Mary Smigielski Quoted in Law360 Article on Seventh Circuit BIPA Ruling

Chicago, Ill. (November 19, 2020) – Chicago Partner Mary A. Smigielski recently provided her insight regarding a Seventh Circuit ruling for a Law360 article titled, “7th Circ. Further Clarifies Standing Of Biometric Privacy Suits.” The article discusses the manner in which the U.S. Court of Appeals for the Seventh Circuit has further clarified when federal courts may exercise jurisdiction over claims filed pursuant to the Illinois Biometric Information Privacy Act (BIPA).

As the article describes, in the matter of Fox v. Dakkota Integrated Systems, the plaintiff sued her employer in state court, alleging that it violated Section 15(a) of BIPA by retaining her handprint after her employment ended and beyond the time authorized by law. Her employer then removed the case to federal court, which remanded the plaintiff’s Section 15(a) claim to state court based on a prior Seventh Circuit ruling in Bryant v. Compass Group USA, Inc. In Bryant, the plaintiff had alleged that her employer violated Section 15(a) of BIPA by failing to disclose publicly its biometric policies, and the Seventh Circuit held that she did not have standing to pursue her claims in federal court. The plaintiff in Fox appealed her matter to the Seventh Circuit.

* **Using the information**
1. In the news item on the Seventh Circuit BIPA ruling, what did the plaintiff in Fox v. Dakkota Integrated Systems allege her employer retained after her employment ended?
2. Translate this sentence from the news item on the Seventh Circuit BIPA ruling into Spanish: "The plaintiff in Fox appealed her matter to the Seventh Circuit."

* **Information**

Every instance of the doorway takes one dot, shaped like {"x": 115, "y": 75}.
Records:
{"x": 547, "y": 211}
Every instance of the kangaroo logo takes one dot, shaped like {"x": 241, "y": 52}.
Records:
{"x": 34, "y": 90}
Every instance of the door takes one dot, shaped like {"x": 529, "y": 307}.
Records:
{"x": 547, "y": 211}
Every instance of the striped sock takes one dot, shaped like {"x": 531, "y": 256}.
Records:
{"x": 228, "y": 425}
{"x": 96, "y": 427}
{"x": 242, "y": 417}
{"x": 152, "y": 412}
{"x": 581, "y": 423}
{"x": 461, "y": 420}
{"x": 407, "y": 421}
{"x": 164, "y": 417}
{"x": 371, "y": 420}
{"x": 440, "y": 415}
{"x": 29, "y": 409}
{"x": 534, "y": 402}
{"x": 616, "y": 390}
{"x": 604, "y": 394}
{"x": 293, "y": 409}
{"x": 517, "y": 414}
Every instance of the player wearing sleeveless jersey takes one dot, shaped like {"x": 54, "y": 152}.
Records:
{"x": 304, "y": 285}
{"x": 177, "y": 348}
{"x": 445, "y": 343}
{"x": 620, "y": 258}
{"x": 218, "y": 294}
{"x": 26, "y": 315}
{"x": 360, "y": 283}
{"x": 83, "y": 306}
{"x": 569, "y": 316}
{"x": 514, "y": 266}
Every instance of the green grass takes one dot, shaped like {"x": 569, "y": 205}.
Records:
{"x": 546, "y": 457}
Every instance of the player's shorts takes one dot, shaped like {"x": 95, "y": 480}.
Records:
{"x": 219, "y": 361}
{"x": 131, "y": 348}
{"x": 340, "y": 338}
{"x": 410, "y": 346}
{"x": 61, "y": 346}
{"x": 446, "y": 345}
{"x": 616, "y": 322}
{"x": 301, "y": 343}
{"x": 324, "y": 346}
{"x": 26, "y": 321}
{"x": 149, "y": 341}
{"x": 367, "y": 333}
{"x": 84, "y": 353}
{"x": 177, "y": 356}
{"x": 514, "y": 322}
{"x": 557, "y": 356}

* * *

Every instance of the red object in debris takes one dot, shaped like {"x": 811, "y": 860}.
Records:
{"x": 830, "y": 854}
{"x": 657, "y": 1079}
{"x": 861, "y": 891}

--

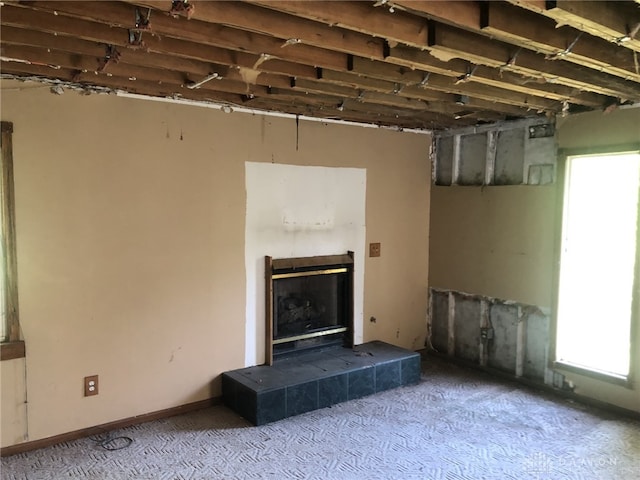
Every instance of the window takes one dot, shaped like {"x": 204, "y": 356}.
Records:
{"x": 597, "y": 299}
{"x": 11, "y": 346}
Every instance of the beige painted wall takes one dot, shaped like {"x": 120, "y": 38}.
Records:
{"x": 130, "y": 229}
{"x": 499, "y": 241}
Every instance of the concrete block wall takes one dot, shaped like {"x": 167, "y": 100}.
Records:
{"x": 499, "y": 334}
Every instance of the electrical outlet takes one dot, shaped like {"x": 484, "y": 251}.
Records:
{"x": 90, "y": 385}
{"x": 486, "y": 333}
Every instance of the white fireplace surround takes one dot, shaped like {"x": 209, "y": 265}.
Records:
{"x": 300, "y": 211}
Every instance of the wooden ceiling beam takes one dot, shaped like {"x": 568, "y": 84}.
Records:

* **Solutions in order**
1. Her handprint.

2. La demandante en Fox apeló su caso ante el Séptimo Circuito.